Records from a dataset:
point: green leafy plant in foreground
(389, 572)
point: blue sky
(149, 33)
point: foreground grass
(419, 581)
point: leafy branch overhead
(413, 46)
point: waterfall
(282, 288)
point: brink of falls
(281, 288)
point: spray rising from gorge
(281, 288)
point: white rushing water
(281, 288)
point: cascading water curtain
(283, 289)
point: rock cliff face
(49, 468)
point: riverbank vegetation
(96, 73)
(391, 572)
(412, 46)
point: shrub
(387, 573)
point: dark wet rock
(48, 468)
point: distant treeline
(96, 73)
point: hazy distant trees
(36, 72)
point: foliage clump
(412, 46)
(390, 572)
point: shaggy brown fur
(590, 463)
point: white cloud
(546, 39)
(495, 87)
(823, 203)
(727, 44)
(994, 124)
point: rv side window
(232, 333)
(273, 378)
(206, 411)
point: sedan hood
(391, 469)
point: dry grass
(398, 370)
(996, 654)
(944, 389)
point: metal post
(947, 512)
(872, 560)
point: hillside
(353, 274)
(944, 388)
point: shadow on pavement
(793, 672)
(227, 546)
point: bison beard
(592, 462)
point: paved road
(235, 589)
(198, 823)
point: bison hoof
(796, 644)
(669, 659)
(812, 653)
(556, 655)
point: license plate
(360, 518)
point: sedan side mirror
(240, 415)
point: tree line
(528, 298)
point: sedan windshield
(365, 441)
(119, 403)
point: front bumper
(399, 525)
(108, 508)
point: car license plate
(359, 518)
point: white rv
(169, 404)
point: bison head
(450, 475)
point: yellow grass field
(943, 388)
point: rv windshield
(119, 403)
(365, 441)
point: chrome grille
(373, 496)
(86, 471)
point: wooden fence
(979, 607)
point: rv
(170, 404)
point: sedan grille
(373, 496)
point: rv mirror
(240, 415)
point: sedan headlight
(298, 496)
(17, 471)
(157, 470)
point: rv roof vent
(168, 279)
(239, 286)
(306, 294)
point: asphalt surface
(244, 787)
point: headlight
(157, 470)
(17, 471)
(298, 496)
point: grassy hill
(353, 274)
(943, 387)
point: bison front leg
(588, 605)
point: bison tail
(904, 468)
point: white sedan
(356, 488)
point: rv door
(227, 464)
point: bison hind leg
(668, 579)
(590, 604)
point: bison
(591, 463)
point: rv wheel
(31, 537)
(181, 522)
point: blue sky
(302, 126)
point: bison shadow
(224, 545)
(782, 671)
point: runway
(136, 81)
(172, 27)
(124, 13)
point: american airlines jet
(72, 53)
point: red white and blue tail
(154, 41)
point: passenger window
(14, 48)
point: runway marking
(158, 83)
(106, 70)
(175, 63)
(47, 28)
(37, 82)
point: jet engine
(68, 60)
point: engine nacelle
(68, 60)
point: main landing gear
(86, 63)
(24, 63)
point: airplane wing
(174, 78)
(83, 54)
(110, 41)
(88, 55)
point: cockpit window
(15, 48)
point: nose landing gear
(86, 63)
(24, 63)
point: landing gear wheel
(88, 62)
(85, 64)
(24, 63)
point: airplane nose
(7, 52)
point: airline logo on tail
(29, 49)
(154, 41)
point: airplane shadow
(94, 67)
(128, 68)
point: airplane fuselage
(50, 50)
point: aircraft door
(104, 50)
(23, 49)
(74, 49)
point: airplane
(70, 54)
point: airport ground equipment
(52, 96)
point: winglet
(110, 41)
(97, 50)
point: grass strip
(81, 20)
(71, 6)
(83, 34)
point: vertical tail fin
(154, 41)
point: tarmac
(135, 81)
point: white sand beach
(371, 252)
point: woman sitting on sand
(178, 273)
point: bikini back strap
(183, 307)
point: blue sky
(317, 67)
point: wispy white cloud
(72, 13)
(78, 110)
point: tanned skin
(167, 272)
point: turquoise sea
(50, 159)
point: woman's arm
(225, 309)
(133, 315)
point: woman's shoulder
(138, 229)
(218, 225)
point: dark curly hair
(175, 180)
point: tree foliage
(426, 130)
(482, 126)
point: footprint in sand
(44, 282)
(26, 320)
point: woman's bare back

Work instructions »
Write the data out again. Match it exactly.

Result of the exercise »
point: green leafy plant in foreground
(389, 572)
point: blue sky
(149, 33)
point: foreground grass
(419, 581)
point: leafy branch overhead
(413, 46)
point: waterfall
(282, 288)
point: brink of falls
(281, 288)
point: spray rising from gorge
(281, 288)
point: white rushing water
(281, 288)
point: cascading water curtain
(283, 289)
point: rock cliff face
(49, 468)
point: riverbank vegetation
(96, 73)
(391, 572)
(412, 46)
point: shrub
(387, 573)
point: dark wet rock
(48, 468)
point: distant treeline
(96, 73)
point: hazy distant trees
(36, 72)
point: foliage clump
(412, 46)
(390, 572)
point: shaggy brown fur
(590, 463)
point: white cloud
(546, 39)
(495, 87)
(823, 203)
(727, 44)
(994, 124)
point: rv side window
(232, 333)
(273, 378)
(206, 411)
point: sedan hood
(391, 469)
point: dry grass
(398, 370)
(996, 654)
(944, 389)
point: metal post
(947, 512)
(872, 560)
point: hillside
(353, 274)
(944, 388)
point: shadow on pavement
(793, 672)
(227, 546)
point: bison beard
(592, 462)
point: paved road
(235, 589)
(198, 823)
point: bison hoof
(796, 644)
(669, 659)
(812, 653)
(556, 655)
point: license plate
(360, 518)
point: sedan side mirror
(240, 415)
point: tree line
(528, 298)
point: sedan windshield
(365, 441)
(119, 403)
point: front bumper
(399, 525)
(108, 508)
point: car license plate
(359, 518)
point: white rv
(169, 404)
point: bison head
(450, 475)
point: yellow grass field
(943, 388)
point: rv windshield
(119, 403)
(365, 441)
point: chrome grille
(373, 496)
(86, 471)
point: wooden fence
(979, 607)
point: rv
(170, 404)
point: sedan grille
(373, 496)
point: rv mirror
(240, 415)
point: sedan headlight
(298, 496)
(17, 471)
(157, 470)
point: rv roof vent
(168, 279)
(239, 286)
(306, 294)
point: asphalt surface
(244, 787)
point: headlight
(157, 470)
(17, 471)
(298, 496)
point: grassy hill
(353, 274)
(943, 387)
point: bison front leg
(588, 605)
point: bison tail
(904, 468)
point: white sedan
(356, 488)
point: rv door
(227, 464)
point: bison hind leg
(668, 579)
(590, 604)
point: bison
(591, 463)
point: rv wheel
(31, 537)
(181, 522)
point: blue sky
(302, 126)
point: bison shadow
(224, 545)
(782, 671)
point: runway
(136, 81)
(172, 27)
(124, 13)
point: american airlines jet
(72, 53)
point: red white and blue tail
(154, 41)
point: passenger window
(14, 48)
point: runway marking
(158, 83)
(106, 70)
(175, 63)
(47, 28)
(37, 82)
point: jet engine
(68, 60)
point: engine nacelle
(68, 60)
point: main landing gear
(86, 63)
(24, 63)
point: airplane wing
(174, 78)
(83, 54)
(110, 41)
(88, 55)
point: cockpit window
(15, 48)
point: nose landing gear
(86, 63)
(24, 63)
point: landing gear wheel
(88, 62)
(85, 64)
(24, 63)
point: airplane nose
(7, 52)
point: airline logo on tail
(29, 49)
(154, 41)
point: airplane shadow
(94, 67)
(128, 68)
point: airplane fuselage
(50, 50)
point: aircraft door
(104, 50)
(23, 49)
(74, 49)
point: airplane
(70, 54)
point: airport ground equipment
(52, 96)
point: winglet
(110, 41)
(97, 50)
point: grass strip
(81, 20)
(71, 6)
(83, 34)
point: vertical tail fin
(154, 41)
point: tarmac
(135, 81)
point: white sand beach
(371, 252)
point: woman sitting on sand
(178, 273)
point: bikini back strap
(183, 307)
point: blue sky
(317, 67)
point: wispy white cloud
(72, 13)
(78, 110)
point: tanned skin
(167, 272)
point: turquoise sea
(50, 159)
point: woman's arm
(225, 309)
(133, 315)
point: woman's shoulder
(138, 229)
(218, 225)
point: dark curly hair
(175, 180)
point: tree foliage
(426, 130)
(482, 126)
point: footprint in sand
(44, 282)
(26, 320)
point: woman's bare back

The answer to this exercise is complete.